> [CONSIGNES DE L'EXERCICE]:
**1)** Présentez sous forme de tableau Markdown, avec les colonnes « Numéro » et « Entrée », les lignes des entrées situées entre celle qui contient « Where can you spot the pink water » et la fin des entrées, les deux bornes comprises. Omettez les lignes vides ainsi que les images.
**2)** Rédigez la suite du jugement portant sur les cotisations fiscales de l'appelant, en reprenant là où il s'arrête.

> [DOCUMENT SOURCE]:
>>>>>

SA MAJESTÉ LA REINE,

intimée.

____________________________________________________________________

Appels entendus les 28  et 29 juin 2010, et décision rendue oralement

le 30 juin 2010, à Montréal (Québec)

Devant : L'honorable juge C.H. McArthur

Comparutions :

 

Avocat de l'appelant :

Me Marc-André Paquin

Avocate de l'intimée :

Me Julie David

____________________________________________________________________

 

JUGEMENT

 

          Les appels des cotisations établies en vertu de la Loi de l'impôt sur le revenu pour les années d'imposition 2004, 2005 et 2006 sont accueillis avec dépens de

4 000 $ en faveur de l’appelant et les cotisations sont déférées au ministre du Revenu national pour nouvel examen et nouvelles cotisations en tenant pour acquis que :

 

          1) un revenu d’entreprise non déclaré de 12 500 $ doit être ajouté au revenu de l’appelant pour l’année d’imposition 2004;

 

          2) les montants de 2 674 $, de 3 725,41 $ et de 967 $ sont ajoutés au revenu de l’appelant pour les années d’imposition 2004, 2005 et 2006 à titre d’avantages imposables;

 

         


3) la pénalité en vertu du paragraphe 163(2) de la Loi est annulée.

 

Signé à Ottawa, Canada, ce 13e jour de juillet 2010.

 

 

« C.H. McArthur »

Juge McArthur


 

 

Référence : 2010CCI379

Date : 20100713

Dossier : 2009-231(IT)G

ENTRE :

EUGÈNE LEDUC,

appelant,

et

 

SA MAJESTÉ LA REINE,

intimée.

 

 

 

MOTIFS DU JUGEMENT

 

Le juge McArthur

 

[1]              Il s’agit d’appels interjetés à l’encontre de cotisations établies le 20 novembre 2007 par le ministre du Revenu national en vertu de la Loi de l’impôt sur le revenu pour les années d’imposition 2004, 2005 et 2006.

 

Questions en litige

 

[2]              Les questions en litige sont de savoir si le ministre a eu raison d’ajouter les montants de 54 940 $ et de 3 674 $ en 2004, de 7 780 $ en 2005 et de 1 967 $ en 2006 aux revenus de l’appelant en vertu de l’article 9 et du paragraphe 15(1) de la Loi et d’imposer une pénalité de 5 000 $ selon le paragraphe 163(2) de la Loi.

<<<<<

> [ENTRÉES PRÉSENTÉES]:
>>>>>

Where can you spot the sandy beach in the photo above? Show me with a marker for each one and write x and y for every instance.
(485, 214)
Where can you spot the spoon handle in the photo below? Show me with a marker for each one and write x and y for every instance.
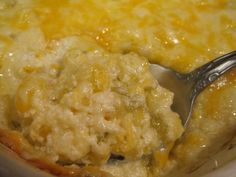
(208, 73)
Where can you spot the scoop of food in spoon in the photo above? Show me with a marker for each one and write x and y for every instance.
(186, 87)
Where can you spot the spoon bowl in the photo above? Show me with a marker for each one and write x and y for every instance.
(186, 87)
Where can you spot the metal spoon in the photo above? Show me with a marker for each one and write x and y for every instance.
(186, 87)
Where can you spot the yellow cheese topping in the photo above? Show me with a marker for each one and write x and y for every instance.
(103, 47)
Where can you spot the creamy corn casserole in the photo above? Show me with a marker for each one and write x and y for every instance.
(77, 97)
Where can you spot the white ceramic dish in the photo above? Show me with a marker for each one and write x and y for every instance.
(221, 165)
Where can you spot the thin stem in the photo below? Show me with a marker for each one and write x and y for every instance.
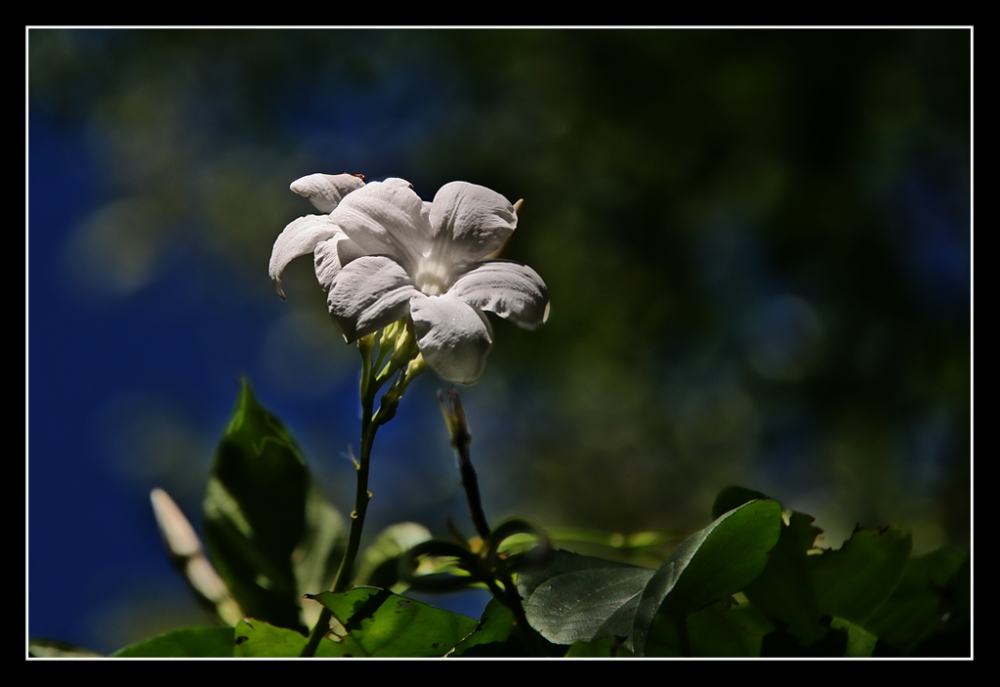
(369, 426)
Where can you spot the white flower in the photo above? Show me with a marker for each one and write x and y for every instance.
(383, 254)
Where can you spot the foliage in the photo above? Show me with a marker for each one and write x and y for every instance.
(751, 583)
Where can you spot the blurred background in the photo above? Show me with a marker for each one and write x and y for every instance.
(757, 244)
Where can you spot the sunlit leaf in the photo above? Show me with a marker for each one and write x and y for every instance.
(265, 527)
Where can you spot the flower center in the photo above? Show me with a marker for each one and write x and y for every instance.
(433, 278)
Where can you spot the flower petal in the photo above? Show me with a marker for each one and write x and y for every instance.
(455, 338)
(331, 256)
(387, 218)
(509, 289)
(369, 293)
(470, 221)
(325, 191)
(298, 238)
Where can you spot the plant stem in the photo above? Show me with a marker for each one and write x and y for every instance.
(369, 426)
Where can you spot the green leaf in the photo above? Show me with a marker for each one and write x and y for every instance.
(854, 580)
(258, 639)
(609, 647)
(378, 623)
(54, 648)
(710, 565)
(734, 497)
(582, 599)
(379, 566)
(191, 642)
(925, 602)
(494, 636)
(860, 642)
(318, 555)
(268, 531)
(785, 589)
(578, 598)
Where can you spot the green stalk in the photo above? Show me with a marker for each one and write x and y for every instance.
(369, 425)
(371, 420)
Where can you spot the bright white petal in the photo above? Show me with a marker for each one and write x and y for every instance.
(470, 221)
(454, 337)
(325, 191)
(332, 255)
(368, 294)
(298, 238)
(509, 289)
(387, 218)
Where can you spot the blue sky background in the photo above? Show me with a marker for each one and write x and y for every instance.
(758, 246)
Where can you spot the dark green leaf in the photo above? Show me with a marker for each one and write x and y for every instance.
(494, 636)
(53, 648)
(860, 642)
(854, 580)
(318, 555)
(734, 497)
(578, 598)
(191, 642)
(711, 564)
(267, 530)
(258, 639)
(924, 602)
(609, 647)
(785, 589)
(378, 623)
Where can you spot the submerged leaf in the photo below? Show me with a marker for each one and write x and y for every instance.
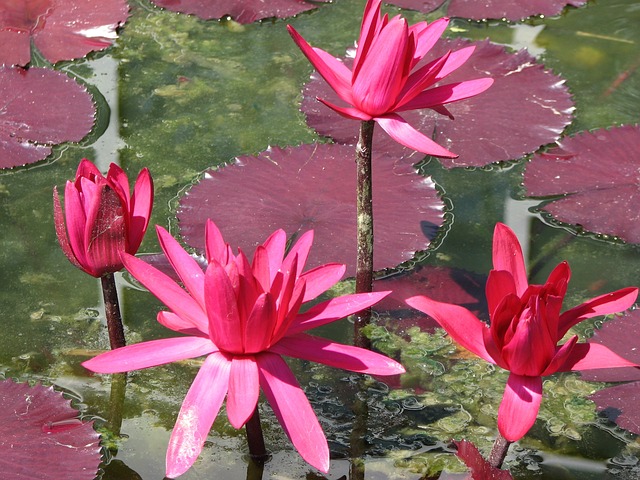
(39, 108)
(314, 187)
(242, 11)
(526, 107)
(60, 29)
(596, 174)
(41, 436)
(512, 10)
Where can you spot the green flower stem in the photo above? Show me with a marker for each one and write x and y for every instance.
(499, 451)
(255, 439)
(112, 311)
(364, 209)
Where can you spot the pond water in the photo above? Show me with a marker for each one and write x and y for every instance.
(186, 95)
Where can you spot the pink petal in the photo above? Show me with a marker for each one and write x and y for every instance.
(406, 135)
(189, 271)
(334, 309)
(150, 354)
(591, 356)
(507, 255)
(459, 322)
(244, 388)
(141, 205)
(199, 409)
(320, 279)
(520, 406)
(328, 352)
(452, 92)
(334, 76)
(167, 291)
(606, 304)
(225, 327)
(293, 411)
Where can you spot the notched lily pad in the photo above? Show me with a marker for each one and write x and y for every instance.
(40, 107)
(512, 10)
(41, 436)
(526, 107)
(60, 29)
(596, 176)
(242, 11)
(314, 187)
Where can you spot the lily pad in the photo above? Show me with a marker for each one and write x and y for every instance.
(314, 187)
(526, 107)
(242, 11)
(512, 10)
(619, 403)
(596, 176)
(41, 436)
(39, 108)
(59, 29)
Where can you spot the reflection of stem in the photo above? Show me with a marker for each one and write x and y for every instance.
(499, 451)
(112, 311)
(357, 441)
(255, 439)
(364, 208)
(116, 402)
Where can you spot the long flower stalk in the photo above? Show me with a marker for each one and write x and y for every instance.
(364, 210)
(112, 311)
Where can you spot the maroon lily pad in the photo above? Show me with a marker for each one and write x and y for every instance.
(314, 187)
(512, 10)
(526, 107)
(242, 11)
(40, 107)
(480, 468)
(41, 436)
(619, 403)
(60, 29)
(597, 175)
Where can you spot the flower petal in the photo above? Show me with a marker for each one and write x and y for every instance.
(520, 406)
(459, 322)
(199, 409)
(293, 411)
(507, 255)
(150, 354)
(334, 309)
(189, 271)
(167, 291)
(328, 352)
(591, 356)
(244, 388)
(406, 135)
(320, 279)
(606, 304)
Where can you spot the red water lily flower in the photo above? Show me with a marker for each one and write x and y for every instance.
(385, 80)
(102, 218)
(526, 326)
(243, 316)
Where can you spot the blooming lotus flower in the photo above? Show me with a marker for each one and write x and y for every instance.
(526, 326)
(385, 81)
(243, 316)
(102, 218)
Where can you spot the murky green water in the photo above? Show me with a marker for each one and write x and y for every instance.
(187, 95)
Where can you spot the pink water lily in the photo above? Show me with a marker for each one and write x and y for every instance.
(526, 326)
(101, 219)
(243, 316)
(385, 81)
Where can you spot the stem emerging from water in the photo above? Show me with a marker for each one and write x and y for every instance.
(499, 451)
(112, 311)
(364, 208)
(255, 439)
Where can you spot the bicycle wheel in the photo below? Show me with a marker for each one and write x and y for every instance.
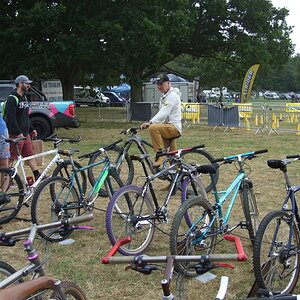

<<<<<

> [RÉPONSES FOURNIES]:
**1)**
| Numéro | Entrée |
|---|---|
| 1 | Where can you spot the pink water lily in the photo above? Show me with a marker for each one and write x and y for every instance. |
| 2 | (526, 326) |
| 3 | (101, 219) |
| 4 | (243, 316) |
| 5 | (385, 81) |
| 6 | Where can you spot the stem emerging from water in the photo above? Show me with a marker for each one and write x and y for every instance. |
| 7 | (499, 451) |
| 8 | (112, 311) |
| 9 | (364, 208) |
| 10 | (255, 439) |
| 11 | Where can you spot the bicycle wheel in the photo below? Show me with a marker for each one and write x and y for every instance. |

**2)**
 

Les faits

 

[3]              L’appelant et le ministre s’entendent sur les faits suivants tirés de la réponse à l’avis d’appel :

 

a) Durant les années en litige, l’appelant était coactionnaire de la société 9116-0879 Québec inc. avec son frère Richer Leduc;

 

b) La société 9116-0879 Québec inc. opérait dans l’installation d’antennes de télévision par satellite pour Bell Express Vu;

c) Durant les années en litige, l’appelant n’a déclaré que les revenus suivants provenant de :

 

 

Revenu non déclaré

 

d) Le ministre a effectué une vérification auprès de l’appelant pour les années d’imposition 2004 à 2006. La vérification a porté, entre autres, sur les avances de fonds effectuées par l’appelant dans la société 9116-0879 Québec inc.;

 

e) Lors de l’analyse du compte « dû à l’administrateur », plusieurs montants y figurent comme avances par l’appelant;

 

f) Ces montants constituent des dépôts en argent effectués au cours de l’année d’imposition 2004, lesquels se répartissent comme suit :

 

            Dates              Montants

            19/01/04          4 960 $

            02/03/04          7 000 $

            27/07/04          13 000 $

            07/09/04          17 000 $

            15/11/04          12 980 $

 

Montant total :           54 940 $

 

[…]

 

i) Le montant total de 54 940 $ figurant comme avances de fonds par l’appelant dans le compte « dû à l’administrateur » a donc été ajouté au revenu de l’appelant pour l’année d’imposition 2004 comme revenu non déclaré;

 

Avantage à l’actionnaire

 

j) La vérification a également porté sur l’analyse des comptes d’avances de l’actionnaire pour la société 9116-0879 Québec inc;

 

k) Durant les années en litige, certains des montants ont été inscrits au Grand livre de la société au compte « avances de l’actionnaire »;

 

l) Les montants ajoutés à titre d’avantage de l’actionnaire provenant des comptes « avances de l’actionnaire » seraient des dépenses payées en argent par l’appelant;

 

m) Les montants inscrits à titre d’avances de l’actionnaire se répartissent comme suit :

 

Année

Avances de l’actionnaire.

2004

3 674 $

2005

7 780 $

2006

1 967 $

 

 

La position des parties

 

[4]              La vérification a porté sur les avances de l’appelant à 9116-0879 Québec inc. Le ministre a conclu que l’appelant avait déposé dans la société près de 50 000 $ au total en 2004. L’appelant n’avait aucune pièce justificative pour appuyer ses dires.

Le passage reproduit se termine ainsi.